Activity – Once the data has been read, print it back in full, exactly.

____ Exercise data

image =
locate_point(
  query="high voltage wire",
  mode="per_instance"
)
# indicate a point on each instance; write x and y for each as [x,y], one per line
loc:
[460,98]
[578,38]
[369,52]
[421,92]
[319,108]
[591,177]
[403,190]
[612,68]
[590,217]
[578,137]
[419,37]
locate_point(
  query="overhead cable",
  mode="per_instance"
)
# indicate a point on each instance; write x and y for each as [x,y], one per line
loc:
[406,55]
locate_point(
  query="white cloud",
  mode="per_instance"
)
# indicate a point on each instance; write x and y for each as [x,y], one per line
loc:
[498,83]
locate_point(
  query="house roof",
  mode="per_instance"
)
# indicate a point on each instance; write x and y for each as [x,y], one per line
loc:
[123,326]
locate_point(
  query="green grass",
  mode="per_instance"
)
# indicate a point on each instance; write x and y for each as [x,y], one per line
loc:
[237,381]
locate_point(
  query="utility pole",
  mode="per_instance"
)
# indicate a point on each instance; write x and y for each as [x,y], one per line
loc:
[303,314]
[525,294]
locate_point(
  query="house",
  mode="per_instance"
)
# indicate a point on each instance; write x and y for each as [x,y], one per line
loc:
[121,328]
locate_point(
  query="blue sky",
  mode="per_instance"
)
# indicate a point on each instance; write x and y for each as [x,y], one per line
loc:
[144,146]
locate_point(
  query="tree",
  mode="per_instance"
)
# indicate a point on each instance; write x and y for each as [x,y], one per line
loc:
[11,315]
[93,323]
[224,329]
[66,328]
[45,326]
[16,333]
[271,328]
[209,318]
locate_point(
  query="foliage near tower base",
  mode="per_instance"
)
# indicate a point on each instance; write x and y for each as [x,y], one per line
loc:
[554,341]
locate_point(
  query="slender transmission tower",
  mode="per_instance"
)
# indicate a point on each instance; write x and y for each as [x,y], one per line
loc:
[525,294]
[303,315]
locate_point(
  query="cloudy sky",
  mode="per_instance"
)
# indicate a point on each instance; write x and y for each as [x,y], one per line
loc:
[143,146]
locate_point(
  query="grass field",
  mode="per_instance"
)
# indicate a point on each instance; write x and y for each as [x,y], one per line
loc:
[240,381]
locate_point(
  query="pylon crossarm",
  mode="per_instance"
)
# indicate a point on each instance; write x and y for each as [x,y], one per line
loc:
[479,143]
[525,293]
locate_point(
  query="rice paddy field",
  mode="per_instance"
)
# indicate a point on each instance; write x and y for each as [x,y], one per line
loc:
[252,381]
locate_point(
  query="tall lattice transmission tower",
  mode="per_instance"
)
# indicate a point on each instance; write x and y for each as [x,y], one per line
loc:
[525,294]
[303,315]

________

Solution for this exercise –
image =
locate_point(
  query="high voltage wire",
  mode="per_instance"
)
# indicate a point on each instance; write x and y for each as [x,y], one per line
loc:
[460,98]
[578,38]
[369,52]
[421,92]
[319,108]
[591,177]
[403,190]
[612,68]
[590,217]
[578,137]
[419,37]
locate_point(
  query="overhead cable",
  mode="per_instance"
)
# indicate a point on each instance; write x and y for each as [x,y], one per line
loc:
[406,55]
locate_point(
  query="white cloud",
  mode="per_instance"
)
# indicate a point on each instance; write x and y for each as [x,y], one per line
loc:
[498,83]
locate_point(
  query="house roof",
  mode="per_instance"
)
# indicate a point on each instance; write x and y for each as [x,y], one per line
loc:
[123,326]
locate_point(
  query="green grass",
  mode="per_instance"
)
# indicate a point on each instance; write x and y for each as [x,y], one per line
loc:
[237,381]
locate_point(
  query="utility pole",
  mode="per_instance"
)
# indicate a point on each instance; write x and y for each as [x,y], one per line
loc:
[303,314]
[525,294]
locate_point(
  query="house",
  mode="per_instance"
)
# indicate a point on each instance; write x and y for each as [x,y], one per line
loc:
[121,328]
locate_point(
  query="blue sky",
  mode="per_instance"
)
# indicate a point on each instance; write x and y for each as [x,y], one per line
loc:
[144,146]
locate_point(
  query="tree",
  mode="per_instance"
)
# indicate a point on each instance; write x and y for each as [x,y], one per line
loc:
[11,315]
[93,323]
[224,329]
[66,328]
[45,326]
[16,333]
[271,328]
[209,318]
locate_point(
  query="foliage near tower base",
  mode="per_instance"
)
# indicate a point on each instance; write x and y for each as [x,y], one per line
loc:
[554,341]
locate_point(
  query="slender transmission tower",
  mode="per_instance"
)
# indicate a point on each instance; write x and y for each as [x,y], one per line
loc:
[525,294]
[303,315]
locate_point(
  query="cloudy sky",
  mode="per_instance"
)
# indicate a point on each instance; write x and y for each as [x,y], one per line
loc:
[143,146]
locate_point(
  query="grass field",
  mode="per_instance"
)
# indicate a point on each instance; write x and y for each as [x,y], one per line
loc:
[240,381]
locate_point(
  query="pylon crossarm",
  mode="per_instance"
)
# indicate a point on each instance; write x and y for each as [x,y], one per line
loc:
[479,143]
[525,293]
locate_point(
  query="rice paddy field",
  mode="per_instance"
)
# indicate a point on each instance; write x and y for each as [x,y], one per line
loc:
[252,381]
locate_point(
  query="tall lattice transmission tower",
  mode="per_instance"
)
# indicate a point on each instance; write x and y for each as [x,y], one per line
loc:
[525,294]
[303,315]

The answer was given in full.